For further details, please visit the FDA’s official website document on Hyaluronic Acid regulation, which provides advanced guidance and regulatory pathways for any of the molecule-containing products.

European Union

The European Medicines Agency (EMA) regulates Hyaluronic Acid products within the EU, with a focus on ensuring high standards of quality and safety:

• Medical Devices Directive (MDD): Products used as part of medical devices fall under the MDD, which requires conformity assessment and CE marking.
• Pharmaceuticals: Products claiming medical benefits are treated as pharmaceuticals and must meet the stringent clinical evaluation and pharmacovigilance requirements outlined in the EU’s centralized authorization procedure.

The EMA’s website has relevant regulatory documents and guidelines (ema.europa.eu).

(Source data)
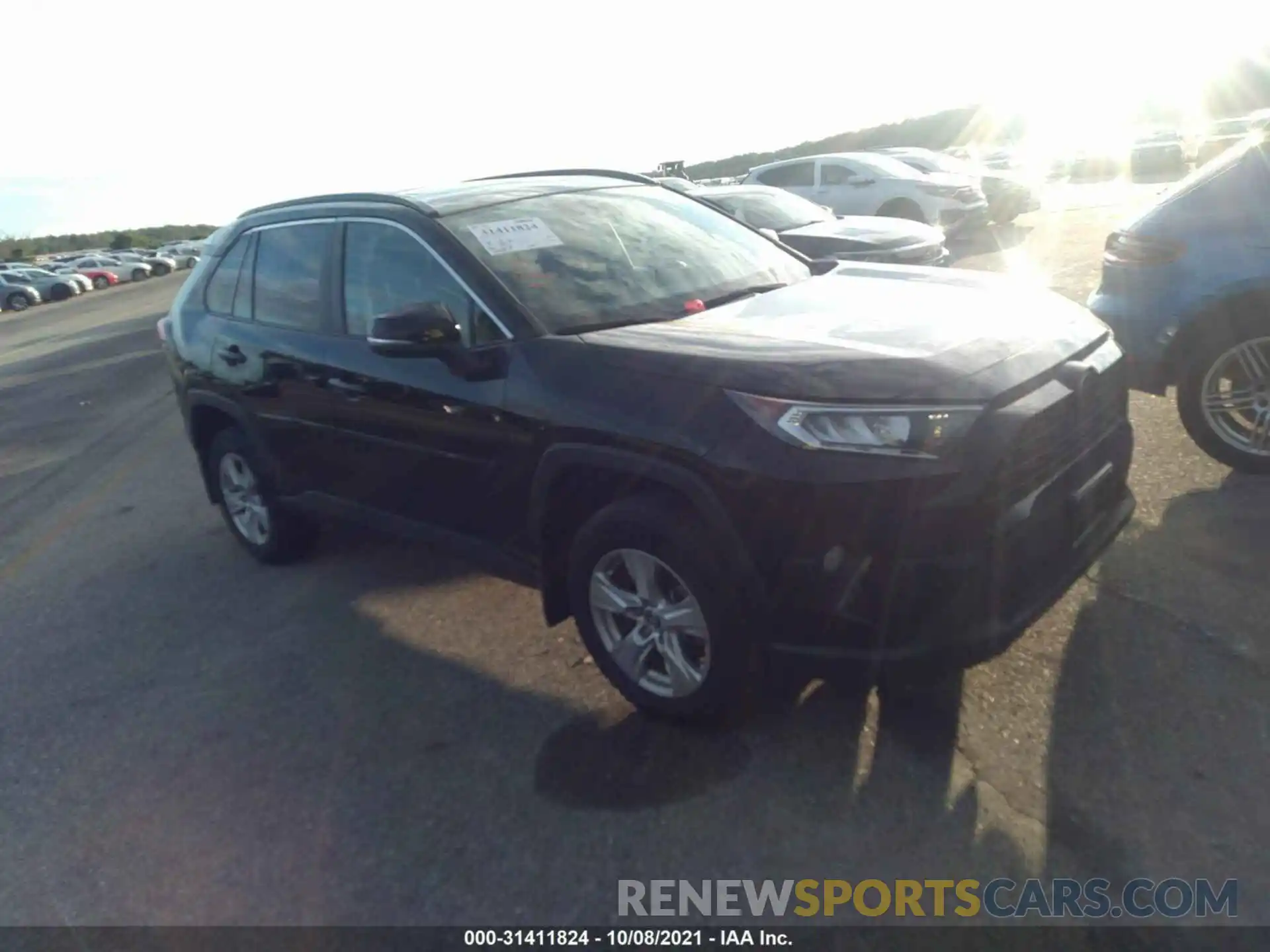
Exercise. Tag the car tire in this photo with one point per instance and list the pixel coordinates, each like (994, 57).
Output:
(904, 208)
(1223, 390)
(683, 578)
(271, 532)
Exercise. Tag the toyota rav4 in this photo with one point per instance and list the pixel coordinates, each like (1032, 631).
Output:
(713, 450)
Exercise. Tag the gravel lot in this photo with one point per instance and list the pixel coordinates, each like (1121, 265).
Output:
(389, 734)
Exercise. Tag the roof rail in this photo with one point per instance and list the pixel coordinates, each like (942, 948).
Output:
(606, 173)
(338, 197)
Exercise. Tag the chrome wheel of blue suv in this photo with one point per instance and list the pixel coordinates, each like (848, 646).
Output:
(1236, 397)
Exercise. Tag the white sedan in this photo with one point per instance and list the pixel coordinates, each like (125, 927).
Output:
(124, 270)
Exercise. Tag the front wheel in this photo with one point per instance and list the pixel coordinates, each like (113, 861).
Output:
(657, 607)
(1223, 397)
(904, 208)
(263, 527)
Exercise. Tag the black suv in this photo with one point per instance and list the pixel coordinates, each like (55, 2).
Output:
(712, 448)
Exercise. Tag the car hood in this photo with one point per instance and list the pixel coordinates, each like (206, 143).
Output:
(869, 231)
(865, 332)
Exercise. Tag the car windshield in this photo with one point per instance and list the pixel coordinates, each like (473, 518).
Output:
(619, 255)
(770, 208)
(886, 167)
(941, 163)
(1231, 127)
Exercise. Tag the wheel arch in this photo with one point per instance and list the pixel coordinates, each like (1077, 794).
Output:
(206, 415)
(575, 480)
(1216, 317)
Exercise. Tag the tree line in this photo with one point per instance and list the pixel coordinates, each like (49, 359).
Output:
(18, 249)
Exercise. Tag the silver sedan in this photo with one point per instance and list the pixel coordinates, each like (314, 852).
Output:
(16, 295)
(54, 287)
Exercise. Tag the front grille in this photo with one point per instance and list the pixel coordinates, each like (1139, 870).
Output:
(1056, 437)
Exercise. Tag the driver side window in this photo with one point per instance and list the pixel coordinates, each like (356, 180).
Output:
(835, 175)
(388, 270)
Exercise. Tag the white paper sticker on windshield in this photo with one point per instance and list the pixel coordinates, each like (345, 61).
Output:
(501, 238)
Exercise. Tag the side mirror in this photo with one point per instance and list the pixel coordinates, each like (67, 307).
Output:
(421, 331)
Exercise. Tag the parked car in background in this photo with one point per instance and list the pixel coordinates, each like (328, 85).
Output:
(186, 254)
(83, 281)
(102, 278)
(1221, 136)
(709, 451)
(17, 292)
(1187, 290)
(1160, 151)
(818, 233)
(676, 183)
(867, 183)
(51, 287)
(159, 264)
(1009, 196)
(125, 270)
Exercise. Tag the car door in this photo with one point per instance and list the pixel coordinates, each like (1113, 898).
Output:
(425, 437)
(272, 347)
(845, 187)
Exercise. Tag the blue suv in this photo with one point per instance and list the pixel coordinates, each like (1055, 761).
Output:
(1187, 290)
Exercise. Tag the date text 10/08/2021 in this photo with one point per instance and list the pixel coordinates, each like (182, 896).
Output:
(639, 938)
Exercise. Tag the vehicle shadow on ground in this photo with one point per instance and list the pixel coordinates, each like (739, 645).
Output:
(1160, 752)
(996, 238)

_PARTS OF THE EXERCISE_
1 - Condense the paragraph of the page excerpt that begins "For further details" into one shorter sentence, keeping its main facts.
2 - Reproduce the stretch of the page excerpt from "The European Medicines" through "centralized authorization procedure.", substituting "drug safety monitoring" for "pharmacovigilance".

_EXPECTED OUTPUTS_
1 - The FDA's official website document on Hyaluronic Acid regulation gives advanced guidance and regulatory pathways for any products containing the molecule.

2 -
The European Medicines Agency (EMA) regulates Hyaluronic Acid products within the EU, with a focus on ensuring high standards of quality and safety:

• Medical Devices Directive (MDD): Products used as part of medical devices fall under the MDD, which requires conformity assessment and CE marking.
• Pharmaceuticals: Products claiming medical benefits are treated as pharmaceuticals and must meet the stringent clinical evaluation and drug safety monitoring requirements outlined in the EU’s centralized authorization procedure.